Given instruction:
Rewrite every row below, swapping "pointer" for "marker" and leaving everything else unchanged.

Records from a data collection
• • • •
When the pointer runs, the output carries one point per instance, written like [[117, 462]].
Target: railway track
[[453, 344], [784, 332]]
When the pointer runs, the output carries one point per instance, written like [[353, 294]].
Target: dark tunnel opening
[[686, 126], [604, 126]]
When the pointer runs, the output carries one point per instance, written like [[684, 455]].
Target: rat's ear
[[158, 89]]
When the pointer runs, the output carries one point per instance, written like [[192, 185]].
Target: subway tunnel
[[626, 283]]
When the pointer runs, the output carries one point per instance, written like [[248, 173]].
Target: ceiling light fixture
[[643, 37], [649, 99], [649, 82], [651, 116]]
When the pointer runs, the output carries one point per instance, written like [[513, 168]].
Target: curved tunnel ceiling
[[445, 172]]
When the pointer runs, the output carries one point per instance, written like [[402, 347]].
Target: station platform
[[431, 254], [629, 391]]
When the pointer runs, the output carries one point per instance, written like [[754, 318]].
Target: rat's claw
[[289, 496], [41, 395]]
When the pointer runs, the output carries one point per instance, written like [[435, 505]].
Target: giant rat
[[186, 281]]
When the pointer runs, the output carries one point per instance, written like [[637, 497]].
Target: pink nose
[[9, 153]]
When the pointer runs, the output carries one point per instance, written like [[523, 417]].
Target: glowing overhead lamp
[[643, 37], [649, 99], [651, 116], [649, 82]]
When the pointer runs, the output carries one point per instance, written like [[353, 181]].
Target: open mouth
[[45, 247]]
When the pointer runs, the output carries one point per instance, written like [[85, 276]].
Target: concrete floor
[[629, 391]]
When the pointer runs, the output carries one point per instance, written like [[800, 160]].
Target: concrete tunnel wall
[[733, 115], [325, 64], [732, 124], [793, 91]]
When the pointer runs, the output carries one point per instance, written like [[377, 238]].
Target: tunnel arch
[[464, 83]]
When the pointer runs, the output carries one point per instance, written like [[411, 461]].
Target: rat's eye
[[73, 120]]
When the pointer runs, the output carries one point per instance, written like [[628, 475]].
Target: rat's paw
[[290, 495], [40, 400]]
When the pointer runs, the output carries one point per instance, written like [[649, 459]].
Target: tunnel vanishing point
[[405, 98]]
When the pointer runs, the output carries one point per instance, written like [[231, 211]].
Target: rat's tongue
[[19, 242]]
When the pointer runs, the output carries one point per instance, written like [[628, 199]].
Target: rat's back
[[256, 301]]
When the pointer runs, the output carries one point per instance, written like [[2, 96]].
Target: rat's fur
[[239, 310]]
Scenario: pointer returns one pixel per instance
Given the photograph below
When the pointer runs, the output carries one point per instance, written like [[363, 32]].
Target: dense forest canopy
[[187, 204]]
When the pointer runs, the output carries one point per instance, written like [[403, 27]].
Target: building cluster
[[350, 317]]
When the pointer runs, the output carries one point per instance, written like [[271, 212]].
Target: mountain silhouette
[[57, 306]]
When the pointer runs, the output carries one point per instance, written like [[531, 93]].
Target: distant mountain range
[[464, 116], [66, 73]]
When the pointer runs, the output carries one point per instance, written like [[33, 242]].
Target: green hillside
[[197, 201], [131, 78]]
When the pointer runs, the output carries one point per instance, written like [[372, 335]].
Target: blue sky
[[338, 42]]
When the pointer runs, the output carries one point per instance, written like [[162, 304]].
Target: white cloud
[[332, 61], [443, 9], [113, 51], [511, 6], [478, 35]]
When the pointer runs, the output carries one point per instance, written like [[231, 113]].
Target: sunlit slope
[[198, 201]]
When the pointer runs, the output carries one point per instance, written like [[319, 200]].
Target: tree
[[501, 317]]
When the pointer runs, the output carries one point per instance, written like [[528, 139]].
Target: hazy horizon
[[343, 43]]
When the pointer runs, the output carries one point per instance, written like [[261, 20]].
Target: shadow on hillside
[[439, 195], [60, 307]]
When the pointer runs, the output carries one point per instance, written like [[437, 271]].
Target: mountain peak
• • • •
Task result:
When the marker runs, the output carries one point per instance, written like [[117, 462]].
Target: railway track
[[453, 344], [784, 332]]
When the marker runs, the output carries one point per instance, written like [[353, 294]].
Target: dark tunnel opening
[[686, 126], [604, 126]]
When the marker runs, the output carries one point per instance, written like [[684, 455]].
Target: rat's ear
[[158, 89]]
When the marker runs, the output carries one point per instance, written like [[192, 185]].
Target: subway tunnel
[[626, 283]]
When the marker runs, the output carries one point per instance, written like [[248, 173]].
Target: ceiling light fixture
[[643, 37], [649, 99], [649, 82], [651, 116]]
When the marker runs, the output carries one point per instance, written like [[513, 168]].
Target: curved tunnel ceiling
[[445, 172]]
When the marker runs, the output carries one point per instance, written like [[402, 347]].
Target: station platform
[[431, 254], [629, 391]]
When the marker runs, the output carries one point per instance, written like [[754, 318]].
Target: rat's claw
[[289, 496], [41, 395]]
When the marker runs, the output carries one point per instance, written like [[435, 505]].
Target: giant rat
[[186, 281]]
When the marker runs, the output carries one point per instance, written like [[637, 497]].
Target: pink nose
[[9, 153]]
When the marker runs, the output carries one point per instance, written like [[523, 417]].
Target: glowing overhead lamp
[[643, 37], [649, 99], [651, 116], [649, 82]]
When the marker runs, the output carries one point per instance, written like [[353, 181]].
Target: open mouth
[[45, 247]]
When the marker runs, the output carries one point per instance, written like [[85, 276]].
Target: concrete floor
[[629, 391]]
When the marker runs, the output carries one point per instance, written like [[800, 160]].
Target: concrete tunnel wall
[[733, 115], [325, 64], [732, 124], [793, 91]]
When the marker runs, the output carries one point per instance, written like [[377, 238]].
Target: tunnel arch
[[464, 83]]
When the marker runs, the output carries one point per instance, written like [[411, 461]].
Target: rat's eye
[[73, 120]]
When the marker runs, the output carries one point per instance, written like [[628, 475]].
Target: rat's paw
[[290, 495], [40, 400]]
When the marker runs, the output carries one point per instance, written like [[649, 459]].
Target: tunnel vanishing point
[[405, 98]]
When the marker runs, the output carries one point per instance, written like [[231, 211]].
Target: rat's tongue
[[19, 242]]
When the marker runs, the output carries one point per instance, written like [[628, 199]].
Target: rat's back
[[256, 301]]
When the marker runs, the output carries one point per instance, written like [[2, 96]].
Target: rat's fur
[[239, 310]]
Scenario: marker returns one pixel per instance
Given the photograph below
When the marker runs, the output carries one point per instance, written like [[363, 32]].
Target: dense forest canopy
[[187, 204]]
When the marker runs, the output carries one point per instance, written like [[403, 27]].
Target: building cluster
[[350, 317]]
When the marker runs, the output carries one point per instance, written like [[271, 212]].
Target: mountain silhouette
[[57, 306]]
When the marker runs, the output carries one point per instance, written like [[531, 93]].
Target: distant mountain range
[[464, 116], [66, 73]]
When the marker runs, the output carries one point per instance, written like [[33, 242]].
Target: green hillside
[[197, 201], [131, 78]]
When the marker runs, the output carries one point per instance, written like [[372, 335]].
Target: blue sky
[[338, 42]]
When the marker runs, the output carries one point per instance, written like [[162, 304]].
Target: white cloud
[[332, 61], [443, 9], [113, 51], [511, 6], [478, 35]]
When the marker runs, the output carries one point per instance, written like [[231, 113]].
Target: sunlit slope
[[198, 201]]
When the marker runs, the output carries one point per instance, written like [[319, 200]].
Target: tree
[[501, 317]]
When the marker runs, the output carries one point per instance, written like [[528, 139]].
Target: hazy horizon
[[343, 43]]
When the marker runs, the output carries one point per instance, written like [[261, 20]].
Target: shadow on hillside
[[439, 195], [60, 307]]
When the marker runs, the output carries one point per instance, written like [[437, 271]].
Target: mountain peak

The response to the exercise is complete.